* begin Task input *

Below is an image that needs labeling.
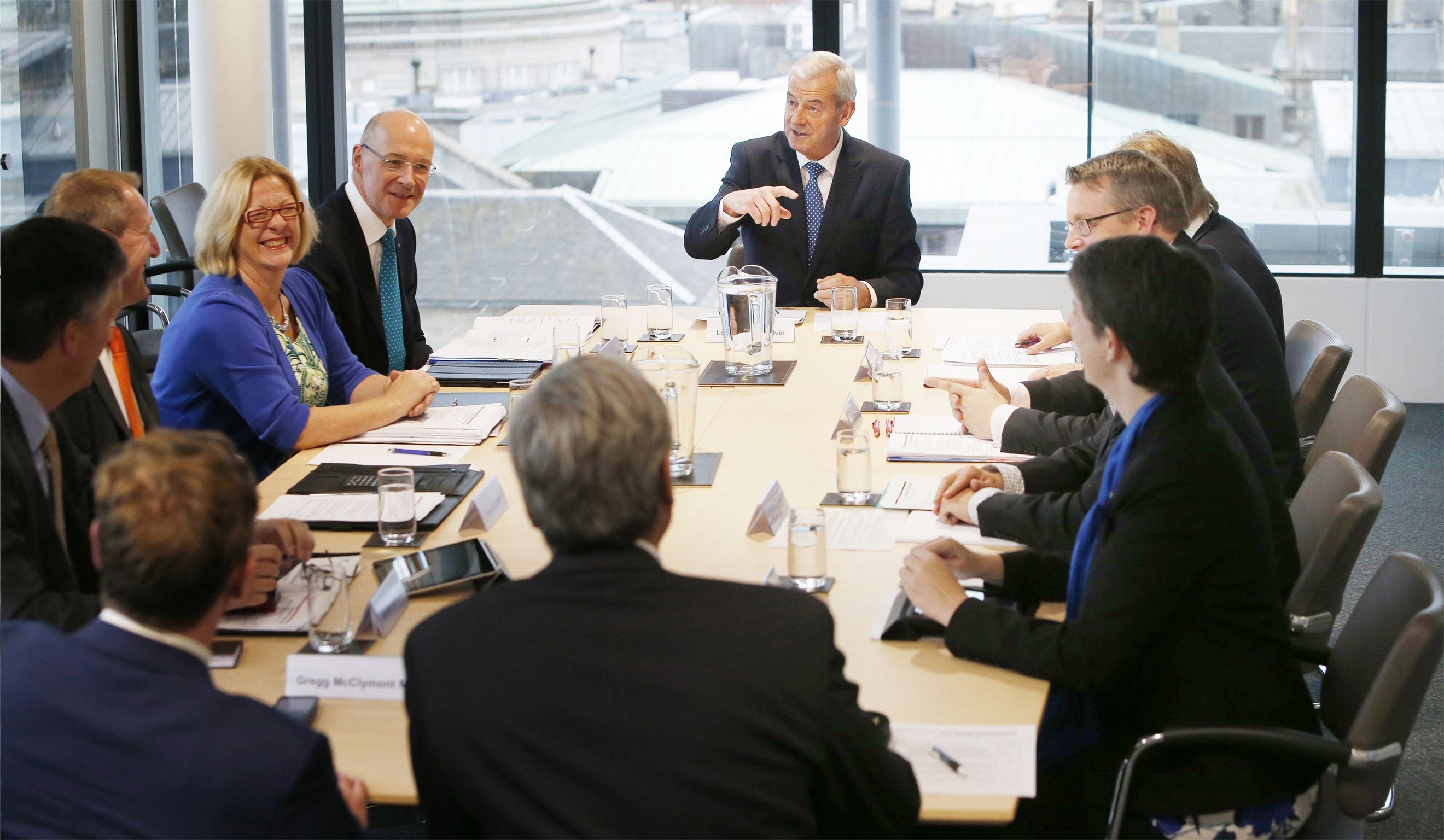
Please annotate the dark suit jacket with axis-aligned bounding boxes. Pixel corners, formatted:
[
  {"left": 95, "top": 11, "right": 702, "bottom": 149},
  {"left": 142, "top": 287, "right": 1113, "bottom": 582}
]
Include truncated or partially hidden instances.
[
  {"left": 998, "top": 234, "right": 1304, "bottom": 498},
  {"left": 300, "top": 183, "right": 432, "bottom": 374},
  {"left": 0, "top": 621, "right": 358, "bottom": 837},
  {"left": 977, "top": 348, "right": 1298, "bottom": 600},
  {"left": 684, "top": 131, "right": 923, "bottom": 306},
  {"left": 406, "top": 549, "right": 918, "bottom": 837},
  {"left": 50, "top": 329, "right": 160, "bottom": 469},
  {"left": 1193, "top": 212, "right": 1284, "bottom": 346},
  {"left": 0, "top": 388, "right": 100, "bottom": 632},
  {"left": 945, "top": 393, "right": 1324, "bottom": 814}
]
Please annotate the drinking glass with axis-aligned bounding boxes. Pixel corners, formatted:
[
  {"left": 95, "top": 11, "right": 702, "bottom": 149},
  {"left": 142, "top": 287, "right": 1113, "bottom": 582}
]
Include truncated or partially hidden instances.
[
  {"left": 872, "top": 349, "right": 902, "bottom": 411},
  {"left": 602, "top": 294, "right": 631, "bottom": 343},
  {"left": 302, "top": 557, "right": 357, "bottom": 654},
  {"left": 837, "top": 429, "right": 872, "bottom": 505},
  {"left": 647, "top": 286, "right": 672, "bottom": 339},
  {"left": 787, "top": 508, "right": 828, "bottom": 592},
  {"left": 832, "top": 286, "right": 858, "bottom": 341},
  {"left": 551, "top": 323, "right": 582, "bottom": 365},
  {"left": 375, "top": 466, "right": 416, "bottom": 546},
  {"left": 884, "top": 298, "right": 912, "bottom": 352}
]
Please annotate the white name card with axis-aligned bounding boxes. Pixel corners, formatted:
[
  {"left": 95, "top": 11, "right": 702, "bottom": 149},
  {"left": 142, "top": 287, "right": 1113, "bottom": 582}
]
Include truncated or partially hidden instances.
[
  {"left": 461, "top": 476, "right": 510, "bottom": 531},
  {"left": 747, "top": 481, "right": 793, "bottom": 537},
  {"left": 286, "top": 654, "right": 406, "bottom": 700},
  {"left": 708, "top": 318, "right": 797, "bottom": 343}
]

* end Task input *

▸ Short problem: How many lines in the records above contain the string "Pixel"? Case counts. Give only the number.

▸ Response to the exercise: 3